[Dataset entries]
---

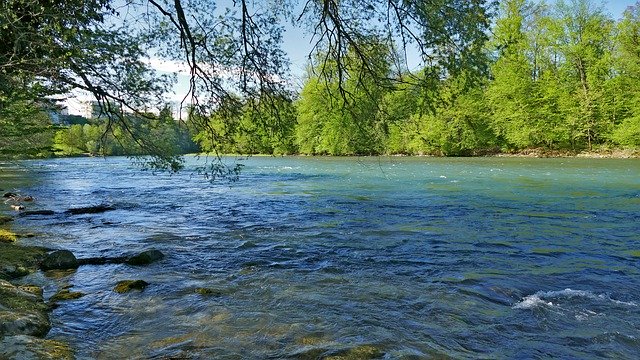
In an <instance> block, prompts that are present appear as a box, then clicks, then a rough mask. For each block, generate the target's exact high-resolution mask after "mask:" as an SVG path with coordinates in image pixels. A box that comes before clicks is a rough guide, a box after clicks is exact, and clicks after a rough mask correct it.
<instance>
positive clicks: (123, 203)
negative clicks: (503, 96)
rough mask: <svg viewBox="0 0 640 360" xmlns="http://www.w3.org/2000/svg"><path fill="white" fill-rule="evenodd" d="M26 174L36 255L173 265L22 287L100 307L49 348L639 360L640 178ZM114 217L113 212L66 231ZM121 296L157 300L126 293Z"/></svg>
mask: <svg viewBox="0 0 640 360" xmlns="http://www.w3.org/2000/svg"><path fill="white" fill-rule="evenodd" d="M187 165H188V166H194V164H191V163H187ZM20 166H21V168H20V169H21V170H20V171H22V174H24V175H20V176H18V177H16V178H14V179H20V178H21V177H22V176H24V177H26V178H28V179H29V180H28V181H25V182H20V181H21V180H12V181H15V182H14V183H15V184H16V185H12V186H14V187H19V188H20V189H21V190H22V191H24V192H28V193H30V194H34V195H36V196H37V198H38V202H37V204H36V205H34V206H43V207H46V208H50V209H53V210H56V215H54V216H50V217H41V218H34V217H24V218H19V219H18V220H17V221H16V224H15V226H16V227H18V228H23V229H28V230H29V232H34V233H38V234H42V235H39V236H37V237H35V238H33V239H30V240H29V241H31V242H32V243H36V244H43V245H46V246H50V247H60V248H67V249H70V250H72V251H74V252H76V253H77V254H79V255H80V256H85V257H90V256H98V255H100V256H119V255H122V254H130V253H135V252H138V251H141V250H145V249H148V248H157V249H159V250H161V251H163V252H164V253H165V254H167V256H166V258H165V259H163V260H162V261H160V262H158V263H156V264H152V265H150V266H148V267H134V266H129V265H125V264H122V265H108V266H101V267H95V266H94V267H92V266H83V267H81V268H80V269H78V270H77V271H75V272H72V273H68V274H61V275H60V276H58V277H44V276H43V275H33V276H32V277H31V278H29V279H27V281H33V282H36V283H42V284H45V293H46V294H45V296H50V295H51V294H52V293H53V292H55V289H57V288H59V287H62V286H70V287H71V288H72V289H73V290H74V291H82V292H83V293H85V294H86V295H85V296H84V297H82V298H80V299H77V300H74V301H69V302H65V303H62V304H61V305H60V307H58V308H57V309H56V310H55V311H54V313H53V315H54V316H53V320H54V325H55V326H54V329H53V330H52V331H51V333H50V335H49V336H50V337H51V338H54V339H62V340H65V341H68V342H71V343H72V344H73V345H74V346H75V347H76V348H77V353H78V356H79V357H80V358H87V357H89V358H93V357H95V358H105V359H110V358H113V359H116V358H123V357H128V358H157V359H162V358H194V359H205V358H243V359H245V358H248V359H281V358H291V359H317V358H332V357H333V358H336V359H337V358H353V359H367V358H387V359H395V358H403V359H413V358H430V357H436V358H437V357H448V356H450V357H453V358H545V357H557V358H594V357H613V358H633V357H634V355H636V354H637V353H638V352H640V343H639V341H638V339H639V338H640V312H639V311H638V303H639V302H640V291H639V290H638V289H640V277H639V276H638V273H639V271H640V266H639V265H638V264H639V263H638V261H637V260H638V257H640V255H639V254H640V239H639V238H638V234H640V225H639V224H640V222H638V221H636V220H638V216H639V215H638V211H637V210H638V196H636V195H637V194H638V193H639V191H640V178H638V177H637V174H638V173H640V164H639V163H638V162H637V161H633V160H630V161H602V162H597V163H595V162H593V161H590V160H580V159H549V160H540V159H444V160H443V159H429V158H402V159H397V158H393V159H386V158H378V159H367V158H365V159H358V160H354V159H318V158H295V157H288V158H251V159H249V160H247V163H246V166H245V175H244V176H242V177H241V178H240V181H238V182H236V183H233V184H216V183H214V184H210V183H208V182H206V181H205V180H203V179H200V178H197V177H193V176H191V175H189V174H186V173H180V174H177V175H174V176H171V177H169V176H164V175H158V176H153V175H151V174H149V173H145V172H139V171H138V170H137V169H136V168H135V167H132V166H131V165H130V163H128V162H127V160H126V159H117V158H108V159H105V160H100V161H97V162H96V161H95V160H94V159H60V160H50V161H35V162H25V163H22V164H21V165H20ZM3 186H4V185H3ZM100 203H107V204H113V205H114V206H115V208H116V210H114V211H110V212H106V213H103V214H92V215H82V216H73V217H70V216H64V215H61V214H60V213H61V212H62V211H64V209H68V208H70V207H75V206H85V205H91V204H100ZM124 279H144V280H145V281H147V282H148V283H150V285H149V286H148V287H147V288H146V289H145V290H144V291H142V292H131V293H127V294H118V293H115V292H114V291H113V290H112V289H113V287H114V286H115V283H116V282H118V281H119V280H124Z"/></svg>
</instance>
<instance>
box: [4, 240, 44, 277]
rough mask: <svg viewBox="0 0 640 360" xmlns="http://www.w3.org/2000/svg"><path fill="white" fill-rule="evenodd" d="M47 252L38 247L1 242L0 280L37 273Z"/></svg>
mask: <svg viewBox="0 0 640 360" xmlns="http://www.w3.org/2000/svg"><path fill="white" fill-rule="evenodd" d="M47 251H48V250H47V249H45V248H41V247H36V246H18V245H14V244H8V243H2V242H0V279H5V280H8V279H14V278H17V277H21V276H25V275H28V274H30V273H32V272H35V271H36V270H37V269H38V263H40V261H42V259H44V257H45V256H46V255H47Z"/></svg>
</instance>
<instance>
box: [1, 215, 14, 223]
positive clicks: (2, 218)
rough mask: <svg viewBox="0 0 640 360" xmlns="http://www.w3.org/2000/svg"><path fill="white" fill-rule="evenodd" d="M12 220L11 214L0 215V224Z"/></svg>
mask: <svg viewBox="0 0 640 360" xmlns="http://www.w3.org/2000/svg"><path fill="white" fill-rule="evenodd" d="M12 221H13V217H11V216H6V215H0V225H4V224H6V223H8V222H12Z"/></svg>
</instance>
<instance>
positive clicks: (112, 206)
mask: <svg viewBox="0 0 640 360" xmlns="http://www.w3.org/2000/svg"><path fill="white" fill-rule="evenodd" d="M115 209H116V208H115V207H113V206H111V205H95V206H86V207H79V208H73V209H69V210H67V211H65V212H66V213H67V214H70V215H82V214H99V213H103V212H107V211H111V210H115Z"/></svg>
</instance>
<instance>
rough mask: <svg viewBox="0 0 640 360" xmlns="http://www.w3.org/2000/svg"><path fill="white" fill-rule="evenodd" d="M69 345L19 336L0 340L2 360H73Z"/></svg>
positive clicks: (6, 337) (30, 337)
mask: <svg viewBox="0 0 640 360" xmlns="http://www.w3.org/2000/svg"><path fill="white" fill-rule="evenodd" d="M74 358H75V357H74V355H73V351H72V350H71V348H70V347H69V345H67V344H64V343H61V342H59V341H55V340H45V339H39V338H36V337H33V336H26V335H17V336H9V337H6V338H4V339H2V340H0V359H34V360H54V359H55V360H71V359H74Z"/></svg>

---

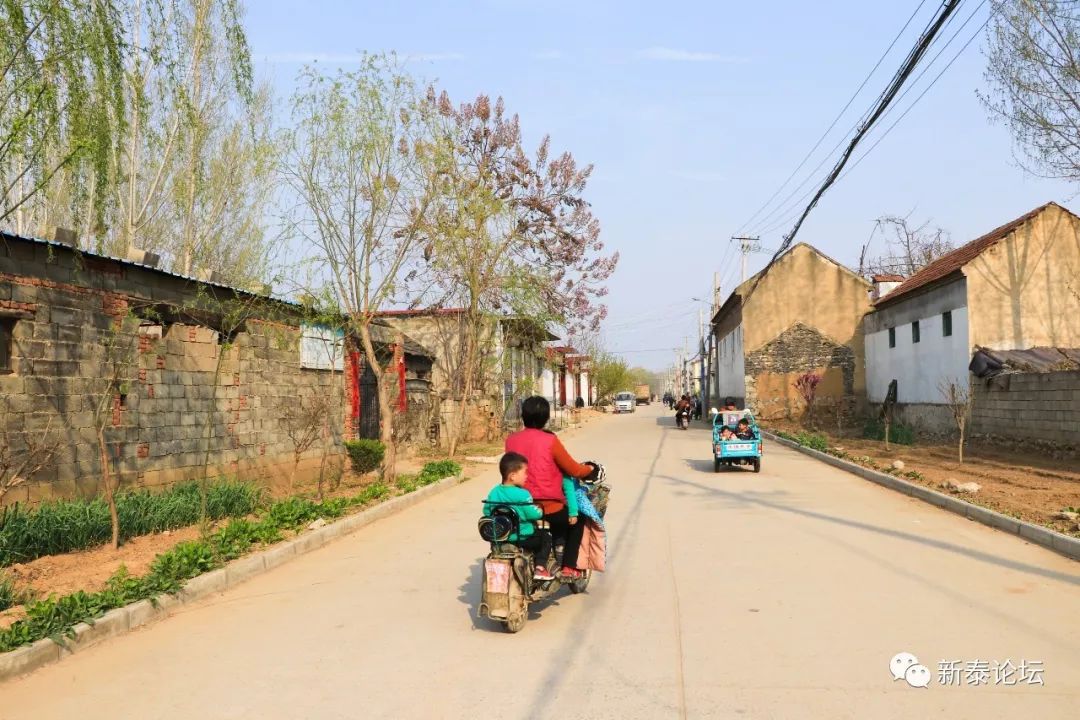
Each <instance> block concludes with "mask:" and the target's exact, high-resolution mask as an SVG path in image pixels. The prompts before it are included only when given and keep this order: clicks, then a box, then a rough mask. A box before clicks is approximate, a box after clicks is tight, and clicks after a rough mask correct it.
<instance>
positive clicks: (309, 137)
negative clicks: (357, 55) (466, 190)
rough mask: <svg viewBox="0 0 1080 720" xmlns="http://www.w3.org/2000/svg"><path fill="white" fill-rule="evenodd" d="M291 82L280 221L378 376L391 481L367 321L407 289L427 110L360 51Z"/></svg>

---

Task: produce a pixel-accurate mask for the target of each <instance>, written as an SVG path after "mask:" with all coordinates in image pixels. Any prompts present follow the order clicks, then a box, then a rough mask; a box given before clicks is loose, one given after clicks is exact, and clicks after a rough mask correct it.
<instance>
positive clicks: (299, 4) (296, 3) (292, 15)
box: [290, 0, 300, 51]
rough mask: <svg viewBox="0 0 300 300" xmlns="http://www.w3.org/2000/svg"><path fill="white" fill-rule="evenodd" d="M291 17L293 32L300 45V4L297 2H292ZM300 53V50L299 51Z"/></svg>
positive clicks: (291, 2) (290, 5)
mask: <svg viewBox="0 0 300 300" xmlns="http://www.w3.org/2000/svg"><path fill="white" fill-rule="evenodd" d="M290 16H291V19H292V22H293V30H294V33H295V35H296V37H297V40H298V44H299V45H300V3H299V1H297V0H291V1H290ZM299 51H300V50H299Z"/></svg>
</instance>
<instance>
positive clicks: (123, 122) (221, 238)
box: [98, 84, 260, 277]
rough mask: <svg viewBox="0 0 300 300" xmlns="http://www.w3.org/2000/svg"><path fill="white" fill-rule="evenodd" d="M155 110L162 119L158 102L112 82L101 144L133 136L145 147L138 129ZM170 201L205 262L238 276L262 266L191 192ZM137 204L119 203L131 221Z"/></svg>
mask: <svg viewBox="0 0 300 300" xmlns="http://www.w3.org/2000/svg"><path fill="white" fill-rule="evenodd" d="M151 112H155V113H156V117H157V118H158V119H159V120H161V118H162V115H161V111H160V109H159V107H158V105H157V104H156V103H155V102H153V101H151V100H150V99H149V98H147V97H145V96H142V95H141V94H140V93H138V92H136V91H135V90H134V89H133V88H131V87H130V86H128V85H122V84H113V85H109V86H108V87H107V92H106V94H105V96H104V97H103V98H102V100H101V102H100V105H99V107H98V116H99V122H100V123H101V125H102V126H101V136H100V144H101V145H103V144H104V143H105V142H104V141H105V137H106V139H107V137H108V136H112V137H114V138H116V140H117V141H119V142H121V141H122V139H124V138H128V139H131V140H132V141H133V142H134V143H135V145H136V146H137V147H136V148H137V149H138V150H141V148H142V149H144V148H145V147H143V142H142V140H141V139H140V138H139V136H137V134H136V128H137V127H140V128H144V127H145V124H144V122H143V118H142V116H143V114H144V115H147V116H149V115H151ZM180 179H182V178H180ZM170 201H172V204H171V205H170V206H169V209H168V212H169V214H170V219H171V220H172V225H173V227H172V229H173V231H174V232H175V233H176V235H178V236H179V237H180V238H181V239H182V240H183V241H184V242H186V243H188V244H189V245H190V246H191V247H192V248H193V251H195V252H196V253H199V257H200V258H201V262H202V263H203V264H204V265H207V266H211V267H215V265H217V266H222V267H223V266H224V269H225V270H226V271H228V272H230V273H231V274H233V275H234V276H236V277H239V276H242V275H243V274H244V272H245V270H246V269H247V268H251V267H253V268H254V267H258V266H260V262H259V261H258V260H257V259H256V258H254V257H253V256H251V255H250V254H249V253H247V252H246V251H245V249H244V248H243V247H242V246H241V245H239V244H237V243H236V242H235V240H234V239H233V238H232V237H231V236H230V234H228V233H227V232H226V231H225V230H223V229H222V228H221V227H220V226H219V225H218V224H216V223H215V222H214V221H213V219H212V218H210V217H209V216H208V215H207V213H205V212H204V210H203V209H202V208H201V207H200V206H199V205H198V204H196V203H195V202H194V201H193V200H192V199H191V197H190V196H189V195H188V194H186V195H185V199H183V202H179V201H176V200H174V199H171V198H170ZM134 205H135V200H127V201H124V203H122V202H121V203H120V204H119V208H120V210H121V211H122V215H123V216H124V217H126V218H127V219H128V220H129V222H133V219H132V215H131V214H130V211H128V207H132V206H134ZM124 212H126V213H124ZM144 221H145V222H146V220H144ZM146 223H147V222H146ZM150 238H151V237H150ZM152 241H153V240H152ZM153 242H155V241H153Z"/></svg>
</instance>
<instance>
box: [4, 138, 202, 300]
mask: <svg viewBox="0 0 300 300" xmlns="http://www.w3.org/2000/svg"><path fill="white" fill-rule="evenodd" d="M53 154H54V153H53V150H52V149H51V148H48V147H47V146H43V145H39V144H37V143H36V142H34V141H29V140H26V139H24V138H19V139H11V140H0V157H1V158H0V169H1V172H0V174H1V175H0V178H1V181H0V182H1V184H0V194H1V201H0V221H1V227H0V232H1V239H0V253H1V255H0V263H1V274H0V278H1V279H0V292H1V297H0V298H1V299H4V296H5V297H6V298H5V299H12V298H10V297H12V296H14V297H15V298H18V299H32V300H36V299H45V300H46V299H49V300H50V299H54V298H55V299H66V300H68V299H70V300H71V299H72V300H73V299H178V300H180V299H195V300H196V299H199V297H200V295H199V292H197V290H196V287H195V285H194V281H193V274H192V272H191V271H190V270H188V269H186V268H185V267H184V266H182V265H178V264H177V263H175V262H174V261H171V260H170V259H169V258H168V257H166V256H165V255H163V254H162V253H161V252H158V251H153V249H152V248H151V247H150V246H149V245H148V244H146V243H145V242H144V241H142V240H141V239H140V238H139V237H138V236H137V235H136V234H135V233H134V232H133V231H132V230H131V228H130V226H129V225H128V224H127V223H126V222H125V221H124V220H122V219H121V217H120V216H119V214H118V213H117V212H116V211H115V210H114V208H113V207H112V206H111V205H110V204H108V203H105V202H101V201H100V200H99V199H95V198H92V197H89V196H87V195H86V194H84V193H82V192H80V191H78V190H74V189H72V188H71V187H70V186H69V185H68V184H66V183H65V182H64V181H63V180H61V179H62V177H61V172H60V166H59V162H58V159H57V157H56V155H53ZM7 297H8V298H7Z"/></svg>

---

**EXERCISE:** For the word "present", count the lines of the records that contain it and give only the number.

**EXERCISE SOLUTION:** 2